* [Supplied entries]:
--------------------------------------------------

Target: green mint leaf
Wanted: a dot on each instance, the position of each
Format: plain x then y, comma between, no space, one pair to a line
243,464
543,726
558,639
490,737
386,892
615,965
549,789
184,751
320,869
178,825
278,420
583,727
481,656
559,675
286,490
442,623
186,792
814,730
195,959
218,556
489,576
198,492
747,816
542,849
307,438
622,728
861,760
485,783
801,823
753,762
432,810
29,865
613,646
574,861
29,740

--------------------------------------------------

* [Task details]:
Express the lines above as a Markdown table with the columns "Row" and "Line," giving each line its row number and leaving out any blank lines.

* [Solution below]:
| Row | Line |
|---|---|
| 1 | Target: green mint leaf |
| 2 | Wanted: a dot on each instance, the position of each |
| 3 | Format: plain x then y, comma between, no space, one pair to a line |
| 4 | 243,464 |
| 5 | 543,726 |
| 6 | 558,639 |
| 7 | 490,737 |
| 8 | 386,892 |
| 9 | 615,965 |
| 10 | 549,789 |
| 11 | 184,751 |
| 12 | 320,869 |
| 13 | 178,825 |
| 14 | 278,420 |
| 15 | 583,727 |
| 16 | 481,656 |
| 17 | 559,675 |
| 18 | 286,490 |
| 19 | 442,623 |
| 20 | 186,792 |
| 21 | 814,730 |
| 22 | 195,959 |
| 23 | 218,556 |
| 24 | 489,576 |
| 25 | 198,492 |
| 26 | 747,816 |
| 27 | 542,849 |
| 28 | 307,438 |
| 29 | 622,728 |
| 30 | 861,760 |
| 31 | 485,783 |
| 32 | 801,823 |
| 33 | 753,762 |
| 34 | 432,810 |
| 35 | 29,865 |
| 36 | 613,646 |
| 37 | 574,861 |
| 38 | 29,740 |